**WRITTEN INSTRUCTION**
Please write out again, word for word, the lines from the very first one up to and including the line that contains "M 140 97 L 138", leaving the pictures out of your answer.

**STORED DATA**
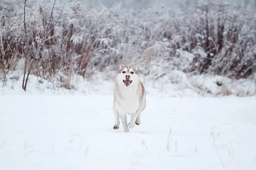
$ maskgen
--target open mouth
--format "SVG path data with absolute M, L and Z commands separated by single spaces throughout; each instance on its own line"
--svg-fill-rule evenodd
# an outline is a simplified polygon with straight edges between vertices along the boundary
M 123 80 L 123 82 L 124 82 L 124 83 L 125 83 L 125 85 L 126 87 L 128 87 L 129 86 L 129 85 L 131 84 L 131 82 L 132 82 L 132 80 Z

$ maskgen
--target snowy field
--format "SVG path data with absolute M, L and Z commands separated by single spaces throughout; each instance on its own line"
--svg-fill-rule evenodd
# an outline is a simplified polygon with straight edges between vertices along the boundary
M 111 95 L 1 96 L 0 170 L 256 169 L 256 97 L 147 99 L 124 133 Z

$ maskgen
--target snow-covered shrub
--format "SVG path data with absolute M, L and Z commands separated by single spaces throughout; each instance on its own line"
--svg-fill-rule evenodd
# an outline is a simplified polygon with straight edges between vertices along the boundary
M 70 79 L 78 74 L 89 78 L 100 72 L 113 77 L 121 61 L 136 62 L 152 81 L 165 73 L 172 79 L 172 70 L 230 78 L 255 72 L 256 17 L 239 6 L 204 2 L 175 13 L 164 6 L 157 11 L 96 10 L 75 1 L 64 5 L 58 20 L 62 4 L 57 1 L 49 22 L 53 1 L 28 2 L 26 23 L 32 74 L 54 77 L 61 86 L 72 88 Z M 24 68 L 17 65 L 25 47 L 23 3 L 0 2 L 2 75 Z

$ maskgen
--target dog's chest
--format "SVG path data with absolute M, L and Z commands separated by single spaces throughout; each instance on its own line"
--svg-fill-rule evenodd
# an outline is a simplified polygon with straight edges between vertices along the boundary
M 140 97 L 138 94 L 133 92 L 125 91 L 122 94 L 122 97 L 116 102 L 118 112 L 124 113 L 135 113 L 140 107 Z

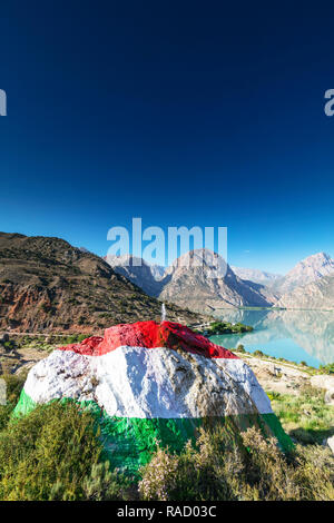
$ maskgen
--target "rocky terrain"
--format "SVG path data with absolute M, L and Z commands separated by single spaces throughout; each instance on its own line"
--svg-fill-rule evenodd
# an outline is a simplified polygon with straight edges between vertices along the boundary
M 100 257 L 59 238 L 0 233 L 0 329 L 91 333 L 160 317 L 161 304 Z M 169 319 L 198 315 L 166 305 Z
M 238 278 L 228 265 L 226 274 L 218 272 L 210 277 L 215 256 L 202 249 L 180 256 L 165 273 L 160 299 L 173 300 L 193 310 L 271 306 L 274 296 L 266 287 Z M 198 263 L 198 258 L 203 259 L 203 264 Z
M 281 274 L 267 273 L 259 269 L 247 269 L 244 267 L 235 267 L 234 265 L 232 265 L 230 268 L 239 278 L 261 285 L 273 285 L 274 282 L 283 278 Z
M 240 279 L 229 266 L 225 274 L 225 262 L 222 258 L 220 270 L 212 277 L 216 258 L 219 259 L 208 249 L 190 250 L 177 258 L 164 272 L 161 279 L 158 276 L 158 280 L 156 269 L 144 260 L 141 266 L 134 266 L 132 256 L 107 260 L 118 274 L 126 276 L 150 296 L 196 312 L 209 313 L 216 308 L 238 306 L 266 307 L 275 302 L 277 295 L 264 285 Z M 158 274 L 161 274 L 161 268 Z
M 325 253 L 317 253 L 296 264 L 283 278 L 276 279 L 272 288 L 285 295 L 331 275 L 334 275 L 334 260 Z
M 158 296 L 161 285 L 154 274 L 158 276 L 158 266 L 150 266 L 144 259 L 131 255 L 106 256 L 106 262 L 114 268 L 115 273 L 125 276 L 127 279 L 143 288 L 149 296 Z
M 284 294 L 276 303 L 276 307 L 298 309 L 334 309 L 334 274 L 323 276 L 315 282 L 294 288 Z

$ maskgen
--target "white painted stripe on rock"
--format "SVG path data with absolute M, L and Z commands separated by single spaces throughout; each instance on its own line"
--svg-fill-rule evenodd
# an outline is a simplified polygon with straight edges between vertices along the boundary
M 272 412 L 242 359 L 159 347 L 122 346 L 102 356 L 53 351 L 30 371 L 26 393 L 37 403 L 95 401 L 119 417 L 204 417 Z

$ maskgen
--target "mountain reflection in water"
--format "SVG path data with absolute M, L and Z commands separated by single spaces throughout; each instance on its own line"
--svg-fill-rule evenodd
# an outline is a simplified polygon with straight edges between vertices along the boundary
M 292 362 L 304 361 L 314 367 L 334 362 L 334 312 L 222 309 L 216 315 L 226 322 L 254 327 L 253 333 L 210 337 L 226 348 L 243 344 L 250 353 L 258 349 Z

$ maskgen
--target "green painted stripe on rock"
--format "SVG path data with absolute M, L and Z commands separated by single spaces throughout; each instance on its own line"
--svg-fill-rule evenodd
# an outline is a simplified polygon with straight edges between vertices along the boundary
M 68 399 L 63 399 L 68 401 Z M 209 428 L 223 425 L 230 437 L 255 426 L 266 437 L 275 436 L 284 451 L 293 446 L 275 414 L 243 414 L 225 417 L 204 418 L 138 418 L 109 416 L 95 402 L 80 402 L 99 420 L 100 437 L 105 447 L 105 458 L 114 467 L 128 473 L 137 473 L 138 468 L 151 458 L 157 445 L 168 447 L 170 452 L 180 453 L 187 441 L 196 442 L 200 426 Z M 13 416 L 28 414 L 36 403 L 22 391 Z

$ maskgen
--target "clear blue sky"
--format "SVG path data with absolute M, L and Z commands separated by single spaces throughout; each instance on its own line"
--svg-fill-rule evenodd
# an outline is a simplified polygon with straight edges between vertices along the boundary
M 227 226 L 228 262 L 334 256 L 334 7 L 1 6 L 0 230 Z M 276 6 L 276 7 L 275 7 Z

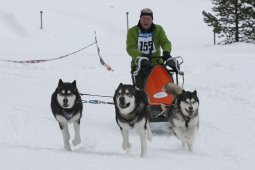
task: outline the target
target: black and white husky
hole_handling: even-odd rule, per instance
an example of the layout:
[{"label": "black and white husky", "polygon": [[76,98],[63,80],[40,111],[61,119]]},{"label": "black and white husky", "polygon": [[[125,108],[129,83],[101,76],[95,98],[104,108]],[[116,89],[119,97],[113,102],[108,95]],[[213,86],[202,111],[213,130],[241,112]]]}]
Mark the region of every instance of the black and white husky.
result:
[{"label": "black and white husky", "polygon": [[71,151],[68,123],[73,123],[74,125],[75,136],[72,141],[73,145],[76,146],[81,143],[80,120],[82,108],[83,105],[76,87],[76,81],[74,80],[72,83],[67,83],[60,79],[58,87],[51,97],[51,110],[59,123],[63,135],[64,147],[68,151]]},{"label": "black and white husky", "polygon": [[166,84],[164,90],[175,96],[174,106],[170,110],[170,127],[182,145],[187,145],[191,151],[199,128],[197,92],[185,91],[174,83]]},{"label": "black and white husky", "polygon": [[152,133],[149,126],[149,103],[144,91],[133,85],[119,84],[114,97],[116,122],[123,137],[122,148],[129,149],[129,129],[135,127],[141,140],[141,157],[147,151],[147,139],[151,141]]}]

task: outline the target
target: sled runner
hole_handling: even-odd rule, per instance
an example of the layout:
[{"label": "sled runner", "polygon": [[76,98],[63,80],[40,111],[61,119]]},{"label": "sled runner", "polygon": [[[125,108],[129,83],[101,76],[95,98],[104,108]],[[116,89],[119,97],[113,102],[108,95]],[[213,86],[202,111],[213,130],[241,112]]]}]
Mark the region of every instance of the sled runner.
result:
[{"label": "sled runner", "polygon": [[[156,58],[156,57],[155,57]],[[159,57],[157,57],[159,58]],[[173,57],[168,60],[174,60],[176,70],[173,70],[167,65],[167,61],[164,64],[158,64],[155,67],[149,69],[145,73],[145,78],[142,83],[142,89],[145,90],[150,107],[150,121],[151,122],[166,122],[169,119],[168,110],[172,105],[174,97],[163,91],[163,87],[167,83],[178,84],[178,76],[184,76],[184,73],[180,71],[180,65],[183,63],[181,57]],[[140,69],[141,62],[137,63],[137,68]],[[138,71],[143,71],[142,69]],[[136,76],[137,72],[134,72],[133,76]],[[175,75],[175,78],[173,77]],[[134,77],[135,79],[135,77]],[[183,81],[184,82],[184,81]]]}]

**OUTPUT**
$ maskgen
--target open mouth
--format "SVG path data with absolute M, L and Z commands separated by single spaces throughout; each instance on its own line"
--svg-fill-rule evenodd
# an outline is a simplified polygon with straight edges between vertices along the boundary
M 123 80 L 123 82 L 124 82 L 124 83 L 125 83 L 125 85 L 126 87 L 128 87 L 129 86 L 129 85 L 131 84 L 131 82 L 132 82 L 132 80 Z

$ maskgen
--target snowy field
--format "SVG path data with absolute M, L and Z commands separated by single spaces throughout; each instance on its own line"
--svg-fill-rule evenodd
# an outline is a simplified polygon with straight edges between vertices along the boundary
M 111 95 L 1 96 L 0 170 L 256 169 L 256 97 L 147 99 L 124 133 Z

$ maskgen
--target snow-covered shrub
--format "SVG path data with absolute M, L and Z commands separated by single spaces throughout; each instance on its own line"
--svg-fill-rule evenodd
# an outline is a simplified polygon with straight edges between vertices along the boundary
M 70 79 L 78 74 L 89 78 L 100 72 L 113 77 L 121 61 L 136 62 L 152 81 L 165 73 L 172 79 L 172 70 L 230 78 L 255 72 L 256 17 L 239 6 L 204 2 L 175 13 L 164 6 L 157 11 L 96 10 L 75 1 L 64 5 L 58 20 L 62 4 L 57 1 L 49 22 L 53 1 L 28 2 L 26 23 L 32 74 L 54 77 L 61 86 L 72 88 Z M 24 68 L 17 65 L 25 47 L 23 3 L 0 2 L 2 75 Z

$ maskgen
--target dog's chest
--format "SVG path data with absolute M, L and Z commands separated by single spaces throughout; each instance on its own line"
--svg-fill-rule evenodd
# an outline is a simplified polygon with straight edges between vertices along the boundary
M 140 97 L 138 94 L 133 92 L 125 91 L 122 94 L 122 97 L 116 102 L 118 112 L 124 113 L 135 113 L 140 107 Z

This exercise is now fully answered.